Exercise instructions
List every line of the rows below that contains the string "plank", matching case exactly.

(Region outline entries)
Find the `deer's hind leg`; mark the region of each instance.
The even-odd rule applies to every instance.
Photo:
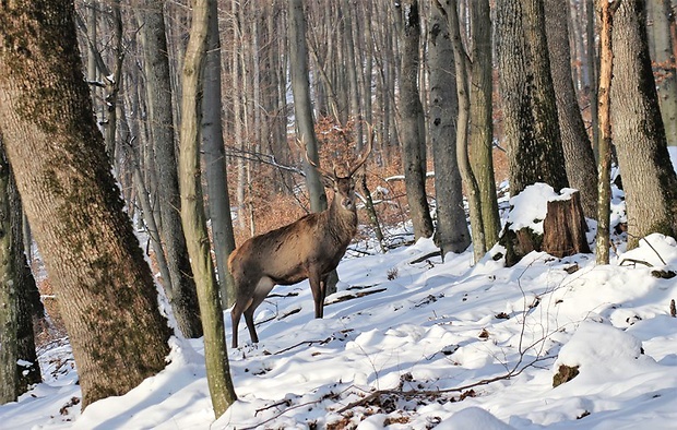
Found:
[[[322,276],[316,270],[308,271],[308,283],[314,301],[314,318],[324,318],[324,297],[326,296],[326,279],[329,275]]]
[[[247,329],[249,329],[249,336],[251,337],[251,342],[254,344],[259,343],[259,335],[257,334],[257,329],[254,326],[253,313],[259,307],[259,304],[261,304],[263,300],[265,300],[265,297],[268,297],[268,294],[271,292],[274,286],[275,283],[268,276],[259,279],[259,283],[254,288],[251,304],[245,310],[245,322],[247,323]]]

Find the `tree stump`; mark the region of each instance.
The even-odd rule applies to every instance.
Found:
[[[531,251],[545,251],[560,259],[579,252],[590,253],[586,231],[578,191],[572,192],[570,199],[549,201],[543,235],[528,227],[514,231],[510,225],[506,226],[500,239],[500,244],[506,247],[506,266],[515,265]]]
[[[562,258],[590,253],[585,232],[587,225],[581,206],[581,194],[575,191],[568,200],[548,202],[548,214],[543,220],[542,250]]]

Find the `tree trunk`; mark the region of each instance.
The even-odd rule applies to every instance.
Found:
[[[614,28],[614,13],[619,2],[609,3],[599,0],[599,95],[597,101],[599,114],[598,141],[598,179],[597,179],[597,239],[595,244],[597,264],[609,264],[609,223],[611,204],[611,120],[610,120],[610,89],[614,76],[614,50],[611,47],[611,32]]]
[[[0,144],[1,145],[1,144]],[[17,326],[16,326],[16,349],[19,356],[19,393],[25,393],[31,385],[43,381],[40,373],[40,365],[37,361],[37,353],[35,350],[34,322],[44,321],[45,307],[40,301],[40,292],[37,289],[35,278],[28,266],[26,254],[24,252],[23,241],[23,206],[14,175],[10,168],[10,181],[8,189],[10,201],[10,226],[12,228],[12,254],[14,255],[14,267],[16,279],[17,298]]]
[[[658,109],[645,1],[622,0],[614,15],[614,143],[626,191],[628,249],[651,232],[677,232],[677,177]]]
[[[675,20],[669,0],[646,2],[648,12],[652,14],[649,40],[653,46],[652,60],[656,64],[660,77],[656,80],[661,116],[665,127],[668,146],[677,146],[677,69],[675,69],[675,47],[670,38],[670,19]],[[674,24],[673,24],[674,25]]]
[[[395,17],[400,27],[402,48],[400,98],[397,104],[399,135],[402,144],[402,166],[414,225],[414,238],[432,236],[432,219],[426,195],[426,130],[423,105],[418,93],[418,40],[420,17],[417,0],[403,1]]]
[[[210,28],[204,69],[204,95],[202,99],[202,146],[206,172],[207,200],[212,220],[212,239],[216,256],[216,272],[221,289],[222,307],[226,309],[234,300],[233,277],[228,272],[228,256],[235,249],[235,235],[230,217],[230,198],[226,176],[226,152],[221,120],[221,40],[218,10],[210,1]]]
[[[497,3],[499,88],[510,159],[510,193],[545,182],[568,186],[557,123],[543,4]],[[541,7],[538,7],[538,4]]]
[[[2,142],[0,141],[0,145]],[[15,286],[16,267],[10,225],[10,165],[0,146],[0,405],[15,402],[20,394],[19,348],[19,292]]]
[[[441,8],[441,7],[440,7]],[[459,115],[454,80],[453,48],[443,11],[430,8],[428,32],[428,70],[430,81],[430,119],[428,133],[435,154],[435,194],[437,228],[435,243],[442,251],[460,253],[471,244],[461,174],[456,160],[455,123]],[[496,200],[496,198],[494,199]]]
[[[188,252],[198,286],[198,298],[204,332],[206,378],[216,418],[237,399],[226,349],[218,284],[214,274],[202,199],[200,175],[200,111],[202,74],[206,57],[210,9],[216,0],[195,0],[190,39],[183,61],[180,133],[181,220],[188,240]]]
[[[143,33],[146,62],[149,120],[153,124],[152,141],[157,172],[157,194],[166,260],[169,266],[171,309],[179,330],[186,337],[202,336],[195,284],[190,273],[186,239],[179,211],[179,182],[175,154],[173,92],[167,57],[167,38],[162,0],[143,0],[136,12]]]
[[[559,259],[590,253],[585,231],[587,224],[579,192],[571,193],[568,200],[548,202],[548,212],[543,220],[543,251]]]
[[[467,138],[471,114],[470,95],[470,61],[461,40],[461,24],[459,23],[458,5],[455,1],[450,2],[448,11],[449,31],[451,44],[453,46],[453,57],[456,71],[456,95],[459,98],[459,120],[456,124],[456,158],[459,170],[463,178],[467,193],[467,204],[471,212],[471,231],[473,234],[473,254],[474,261],[478,262],[487,251],[484,237],[484,226],[482,218],[482,203],[479,199],[479,187],[471,168],[471,160],[467,154]]]
[[[0,71],[0,129],[59,297],[86,407],[162,370],[170,330],[80,77],[73,4],[2,9],[0,44],[11,48],[0,50],[0,62],[11,67]]]
[[[571,79],[567,16],[568,8],[562,7],[561,1],[545,1],[547,46],[550,55],[550,71],[557,101],[567,178],[571,187],[581,192],[580,200],[585,216],[596,218],[597,167]]]
[[[302,0],[288,1],[289,63],[292,64],[294,116],[296,118],[298,140],[305,145],[310,160],[317,165],[319,163],[319,155],[310,103],[310,84],[308,82],[308,49],[306,47],[304,2]],[[308,163],[305,163],[304,171],[306,172],[306,184],[310,194],[311,211],[324,211],[326,208],[326,194],[317,170]]]
[[[289,62],[292,73],[292,93],[294,97],[294,116],[299,142],[305,145],[310,162],[319,165],[318,140],[314,134],[314,120],[310,103],[310,83],[308,82],[308,47],[306,45],[306,14],[302,0],[288,0],[288,37]],[[314,167],[304,162],[306,187],[310,194],[310,210],[322,212],[326,208],[326,194]],[[328,277],[326,295],[336,292],[339,275],[333,271]]]
[[[473,63],[471,64],[470,157],[479,186],[482,225],[487,249],[498,242],[501,223],[494,176],[494,75],[491,20],[488,0],[471,3]]]

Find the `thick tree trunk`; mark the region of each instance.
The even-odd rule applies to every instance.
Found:
[[[426,195],[426,130],[423,105],[418,93],[418,41],[420,16],[418,1],[407,0],[400,5],[400,98],[397,104],[399,135],[402,144],[402,166],[414,225],[414,238],[432,236],[432,219]]]
[[[442,11],[430,9],[428,31],[428,70],[430,81],[430,119],[428,134],[435,154],[435,194],[437,228],[435,243],[442,251],[463,252],[471,244],[461,174],[456,160],[455,123],[459,115],[454,79],[453,48],[449,25]],[[496,200],[496,198],[495,198]]]
[[[545,1],[545,27],[567,178],[581,192],[585,216],[596,218],[597,166],[573,88],[567,16],[568,8],[561,1]]]
[[[210,4],[213,3],[213,4]],[[206,379],[216,418],[237,399],[226,348],[223,311],[218,300],[218,284],[210,249],[206,229],[200,175],[200,112],[202,100],[202,73],[206,57],[210,9],[216,10],[216,0],[197,0],[193,3],[193,19],[190,39],[183,61],[181,99],[181,220],[189,243],[190,262],[204,331],[204,360]]]
[[[677,177],[669,162],[646,41],[644,0],[614,15],[611,122],[628,216],[628,248],[651,232],[677,234]]]
[[[86,407],[162,370],[170,330],[92,116],[73,4],[13,2],[2,10],[0,129]]]
[[[543,251],[557,258],[590,253],[585,237],[587,224],[580,202],[580,193],[571,193],[568,200],[548,202],[543,220]]]
[[[499,88],[510,159],[510,193],[545,182],[568,186],[550,79],[543,4],[497,3]]]
[[[14,282],[17,298],[16,351],[19,366],[16,371],[19,373],[19,394],[21,395],[31,385],[37,384],[43,380],[40,365],[37,361],[37,353],[35,350],[33,325],[34,322],[45,319],[45,307],[40,301],[40,292],[37,289],[24,252],[25,248],[22,237],[24,224],[23,206],[12,172],[10,172],[8,196],[10,202],[10,226],[12,228],[11,246],[16,273]]]
[[[186,337],[202,336],[195,284],[190,272],[188,251],[181,219],[181,202],[175,153],[173,92],[167,57],[167,38],[162,0],[143,0],[138,20],[143,33],[146,62],[149,120],[152,123],[152,142],[157,172],[157,194],[166,260],[169,266],[171,309],[179,330]]]

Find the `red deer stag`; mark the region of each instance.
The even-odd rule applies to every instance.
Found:
[[[254,236],[230,254],[228,270],[233,274],[236,291],[235,306],[230,311],[234,348],[237,348],[237,331],[242,313],[251,342],[259,342],[253,313],[275,285],[293,285],[309,279],[314,316],[323,316],[326,277],[336,268],[357,231],[353,175],[367,160],[371,141],[370,133],[366,151],[346,177],[337,176],[335,168],[329,172],[309,160],[318,169],[324,187],[334,190],[329,208]]]

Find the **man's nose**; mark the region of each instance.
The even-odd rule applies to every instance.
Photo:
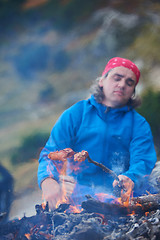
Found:
[[[119,81],[118,82],[118,86],[120,87],[120,88],[124,88],[125,87],[125,80],[121,80],[121,81]]]

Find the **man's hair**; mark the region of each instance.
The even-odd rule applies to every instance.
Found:
[[[101,78],[107,77],[107,75],[108,73],[105,76],[98,77],[90,88],[91,93],[93,94],[93,96],[95,97],[95,100],[98,103],[102,103],[105,97],[103,93],[103,87],[99,86],[99,81]],[[134,90],[133,96],[129,99],[127,105],[131,106],[132,108],[136,108],[141,105],[141,99],[139,96],[135,96],[135,90]]]

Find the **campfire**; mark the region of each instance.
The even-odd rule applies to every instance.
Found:
[[[57,169],[67,175],[67,158],[74,157],[74,167],[88,158],[117,179],[114,172],[90,159],[86,151],[74,153],[70,149],[50,153]],[[61,157],[61,158],[60,158]],[[61,159],[59,165],[57,159]],[[118,180],[118,179],[117,179]],[[119,183],[120,191],[123,186]],[[65,190],[65,189],[64,189]],[[107,200],[106,200],[107,199]],[[35,215],[24,216],[0,225],[0,240],[158,240],[160,239],[160,193],[120,197],[99,193],[86,195],[78,208],[63,194],[61,203],[50,210],[48,203],[35,206]]]

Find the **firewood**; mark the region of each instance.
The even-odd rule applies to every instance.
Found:
[[[132,214],[133,212],[143,214],[160,208],[160,194],[132,198],[128,206],[124,206],[120,203],[105,203],[94,198],[88,198],[86,201],[82,202],[81,207],[89,213],[94,212],[111,216],[124,216]]]

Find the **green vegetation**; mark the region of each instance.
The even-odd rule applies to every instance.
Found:
[[[11,156],[11,162],[13,165],[33,161],[37,159],[40,150],[45,146],[45,143],[49,137],[49,133],[34,133],[26,136],[21,145],[14,150]]]
[[[149,89],[142,96],[142,106],[138,109],[138,112],[142,114],[151,126],[151,130],[156,145],[158,155],[160,155],[160,92],[155,92]]]

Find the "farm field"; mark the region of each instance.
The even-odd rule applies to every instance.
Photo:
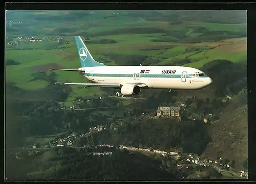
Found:
[[[49,82],[33,81],[35,73],[47,71],[49,67],[79,67],[73,37],[76,35],[81,36],[95,60],[107,65],[123,63],[113,59],[111,56],[114,54],[127,58],[131,55],[151,57],[155,59],[154,63],[150,63],[153,65],[178,65],[197,68],[217,59],[234,63],[247,59],[246,20],[245,23],[230,18],[220,23],[211,22],[210,19],[208,22],[199,18],[184,20],[179,14],[180,18],[175,22],[166,19],[168,12],[160,12],[162,14],[154,18],[148,11],[10,12],[7,15],[7,22],[17,17],[23,21],[16,24],[10,22],[7,25],[6,59],[13,60],[19,64],[6,66],[6,82],[15,83],[16,86],[25,89],[41,89]],[[173,13],[173,11],[169,15]],[[26,20],[31,15],[34,18]],[[18,38],[22,36],[22,39]],[[26,38],[30,37],[42,41],[32,42]],[[44,40],[44,37],[53,38]],[[11,44],[17,41],[20,43]],[[148,63],[141,60],[136,64]],[[80,73],[55,73],[57,81],[87,82]],[[98,88],[72,88],[69,100],[80,96],[105,93]]]

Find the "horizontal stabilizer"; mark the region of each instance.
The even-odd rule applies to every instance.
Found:
[[[83,71],[84,70],[78,70],[77,69],[60,69],[60,68],[49,68],[50,71],[52,70],[60,70],[60,71]]]
[[[80,85],[86,86],[105,87],[110,88],[120,87],[119,84],[99,84],[99,83],[55,83],[55,84],[63,85]]]

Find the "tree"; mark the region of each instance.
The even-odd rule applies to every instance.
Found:
[[[225,163],[225,164],[228,164],[229,163],[229,162],[230,161],[229,161],[229,160],[228,159],[225,159],[225,162],[224,162],[224,163]]]
[[[248,159],[246,159],[244,162],[244,168],[248,170]]]
[[[234,161],[234,160],[232,160],[232,162],[231,163],[231,167],[233,168],[234,168],[234,167],[236,167],[236,161]]]

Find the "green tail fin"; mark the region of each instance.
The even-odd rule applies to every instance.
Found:
[[[82,67],[106,66],[94,60],[80,36],[75,36],[75,39]]]

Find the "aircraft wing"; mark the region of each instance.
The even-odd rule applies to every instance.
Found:
[[[61,69],[61,68],[49,68],[50,71],[61,70],[61,71],[84,71],[84,70],[78,70],[76,69]]]
[[[55,84],[63,85],[79,85],[86,86],[86,87],[109,87],[109,88],[121,88],[124,85],[127,84],[100,84],[100,83],[55,83]],[[141,88],[147,87],[147,85],[145,83],[130,83],[131,84],[135,84],[139,86]]]

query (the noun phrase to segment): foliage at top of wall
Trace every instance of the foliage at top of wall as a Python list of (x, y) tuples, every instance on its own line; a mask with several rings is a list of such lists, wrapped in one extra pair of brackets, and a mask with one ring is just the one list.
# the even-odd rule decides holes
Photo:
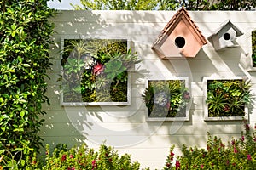
[(256, 30), (252, 31), (253, 66), (256, 67)]
[(15, 157), (22, 153), (22, 159), (41, 145), (39, 115), (45, 114), (42, 103), (49, 102), (44, 94), (54, 25), (48, 20), (55, 12), (48, 1), (0, 3), (0, 150), (21, 150)]
[[(176, 10), (181, 7), (188, 10), (251, 10), (256, 7), (255, 0), (80, 0), (86, 10)], [(73, 6), (76, 9), (83, 9)]]

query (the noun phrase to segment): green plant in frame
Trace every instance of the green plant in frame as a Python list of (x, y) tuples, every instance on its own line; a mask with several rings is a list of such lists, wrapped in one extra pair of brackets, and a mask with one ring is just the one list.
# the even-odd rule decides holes
[(208, 80), (208, 116), (244, 116), (246, 105), (253, 100), (250, 87), (250, 82), (241, 79)]
[(190, 94), (184, 80), (150, 80), (142, 95), (149, 117), (184, 117)]
[(140, 62), (137, 53), (127, 51), (127, 41), (69, 41), (61, 60), (63, 101), (127, 102), (128, 71)]

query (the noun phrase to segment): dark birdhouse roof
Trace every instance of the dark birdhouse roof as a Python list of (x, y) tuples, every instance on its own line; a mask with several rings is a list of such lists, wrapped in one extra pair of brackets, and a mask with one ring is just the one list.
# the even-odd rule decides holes
[(229, 28), (234, 29), (235, 31), (236, 32), (236, 37), (238, 37), (243, 35), (243, 32), (239, 30), (239, 28), (237, 28), (230, 20), (225, 20), (224, 23), (222, 23), (221, 26), (210, 37), (212, 37), (213, 35), (219, 34), (220, 31), (223, 29), (224, 29), (225, 27), (229, 27)]

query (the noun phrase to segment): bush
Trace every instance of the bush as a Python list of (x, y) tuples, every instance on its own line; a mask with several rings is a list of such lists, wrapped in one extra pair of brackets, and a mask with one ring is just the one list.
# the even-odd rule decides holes
[(73, 147), (70, 150), (67, 150), (65, 145), (57, 147), (52, 154), (49, 148), (49, 145), (46, 145), (45, 165), (42, 166), (39, 162), (32, 161), (26, 169), (136, 170), (140, 167), (137, 162), (131, 162), (130, 155), (125, 154), (119, 156), (117, 151), (104, 144), (100, 146), (99, 151), (89, 149), (85, 144), (81, 147)]
[[(256, 126), (254, 127), (256, 128)], [(251, 133), (245, 122), (245, 135), (232, 140), (225, 145), (221, 139), (208, 134), (207, 149), (183, 145), (183, 156), (173, 162), (174, 146), (171, 147), (164, 169), (255, 169), (256, 136)]]
[(42, 144), (39, 116), (45, 114), (42, 103), (49, 102), (44, 94), (54, 29), (49, 18), (55, 14), (48, 1), (0, 3), (0, 151), (7, 162), (21, 159), (19, 165)]

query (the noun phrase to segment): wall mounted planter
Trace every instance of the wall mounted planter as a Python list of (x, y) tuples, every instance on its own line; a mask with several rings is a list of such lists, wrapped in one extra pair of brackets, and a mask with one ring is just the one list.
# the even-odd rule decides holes
[(188, 11), (182, 8), (167, 23), (152, 46), (162, 60), (177, 57), (195, 57), (207, 42), (191, 20)]
[(188, 77), (148, 80), (143, 99), (147, 121), (189, 121)]
[(236, 38), (241, 35), (243, 33), (230, 20), (226, 20), (208, 37), (208, 40), (215, 50), (221, 50), (238, 47)]
[(248, 118), (250, 85), (241, 76), (203, 78), (205, 121), (237, 121)]
[[(126, 65), (125, 60), (132, 54), (128, 50), (128, 42), (110, 38), (62, 39), (61, 105), (130, 105), (131, 65)], [(123, 59), (125, 55), (128, 58)]]

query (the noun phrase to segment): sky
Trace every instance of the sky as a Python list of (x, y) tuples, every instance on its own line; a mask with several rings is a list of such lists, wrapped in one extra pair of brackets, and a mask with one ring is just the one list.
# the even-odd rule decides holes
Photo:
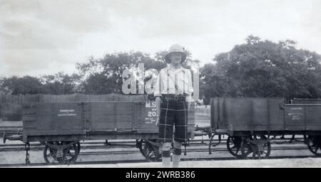
[(72, 74), (106, 53), (174, 43), (201, 65), (249, 35), (321, 54), (320, 0), (0, 0), (0, 76)]

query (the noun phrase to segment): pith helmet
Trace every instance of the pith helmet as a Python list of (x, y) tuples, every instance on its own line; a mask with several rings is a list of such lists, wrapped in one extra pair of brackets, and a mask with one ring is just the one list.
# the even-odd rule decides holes
[(170, 54), (172, 53), (180, 53), (182, 55), (182, 61), (180, 63), (184, 62), (186, 60), (186, 54), (184, 52), (184, 48), (178, 44), (174, 44), (170, 46), (168, 51), (167, 52), (166, 55), (165, 55), (165, 60), (170, 63)]

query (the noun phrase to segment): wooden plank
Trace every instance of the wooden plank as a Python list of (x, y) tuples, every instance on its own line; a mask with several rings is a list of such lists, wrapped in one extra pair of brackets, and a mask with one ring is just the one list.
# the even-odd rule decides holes
[(114, 115), (95, 115), (91, 114), (91, 122), (111, 122), (113, 123), (115, 119)]
[(67, 134), (86, 134), (85, 130), (44, 130), (44, 131), (24, 131), (24, 134), (27, 136), (37, 135), (67, 135)]
[(132, 129), (132, 122), (118, 122), (117, 123), (117, 129)]
[(92, 129), (115, 129), (113, 122), (92, 122), (91, 128)]

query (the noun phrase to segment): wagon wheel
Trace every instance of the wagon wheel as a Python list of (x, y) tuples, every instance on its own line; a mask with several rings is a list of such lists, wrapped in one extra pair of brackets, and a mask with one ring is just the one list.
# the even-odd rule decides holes
[(242, 157), (240, 151), (242, 138), (240, 136), (228, 136), (226, 145), (230, 153), (237, 158)]
[(268, 158), (271, 152), (271, 143), (264, 136), (248, 137), (242, 141), (241, 152), (243, 157), (252, 154), (252, 159)]
[(147, 141), (138, 141), (138, 148), (143, 156), (150, 162), (157, 161), (160, 159), (158, 147), (154, 146)]
[(321, 156), (321, 137), (320, 136), (307, 136), (307, 148), (315, 156)]
[(72, 144), (71, 146), (62, 150), (62, 155), (59, 155), (59, 151), (56, 147), (63, 145), (68, 145), (73, 141), (51, 141), (49, 144), (55, 146), (50, 147), (46, 145), (44, 149), (44, 158), (48, 164), (69, 164), (76, 162), (80, 150), (79, 142)]

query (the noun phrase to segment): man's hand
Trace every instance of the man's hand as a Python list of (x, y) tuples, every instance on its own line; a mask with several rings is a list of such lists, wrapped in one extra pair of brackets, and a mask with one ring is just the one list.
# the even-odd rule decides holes
[(160, 97), (156, 97), (156, 114), (157, 114), (156, 125), (158, 125), (159, 117), (160, 116), (160, 103), (162, 102)]

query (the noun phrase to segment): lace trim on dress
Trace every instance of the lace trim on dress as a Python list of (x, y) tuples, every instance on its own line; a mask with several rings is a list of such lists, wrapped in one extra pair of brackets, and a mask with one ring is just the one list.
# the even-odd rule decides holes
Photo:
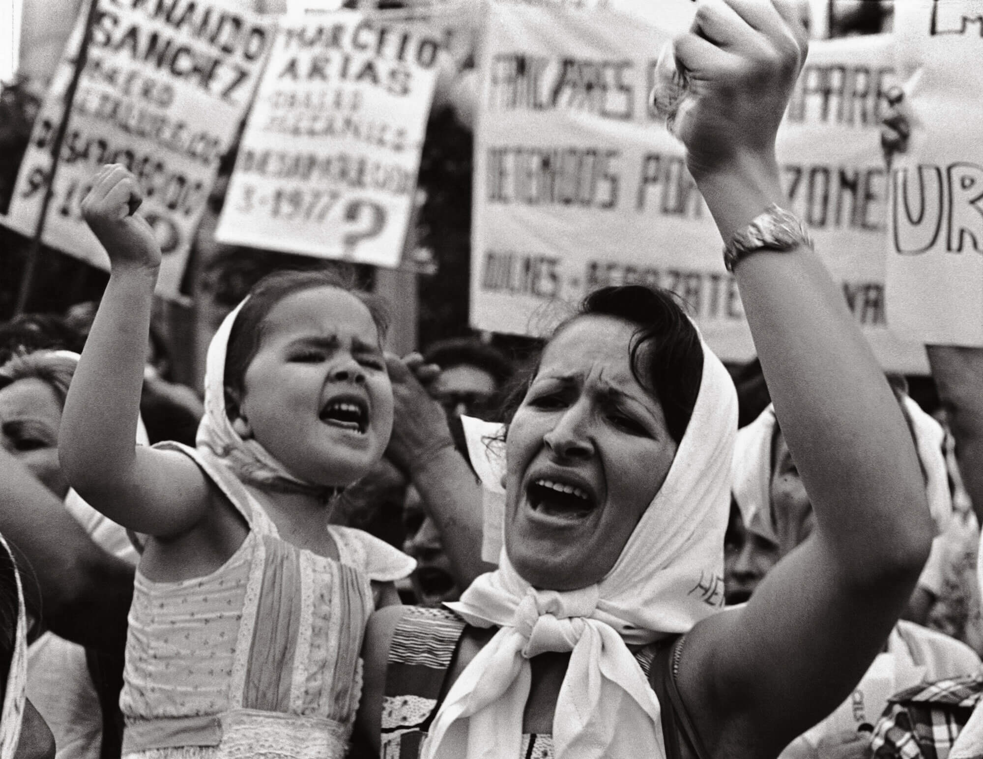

Completed exercise
query (the noun phrase to segment): wooden plank
Trace every instance of the wooden plank as a Python list of (x, y) tuples, every instance on its own line; a mask with several rings is a list of such lists, wrapped in one extra pair of brackets, and a mask with one ring is just the one list.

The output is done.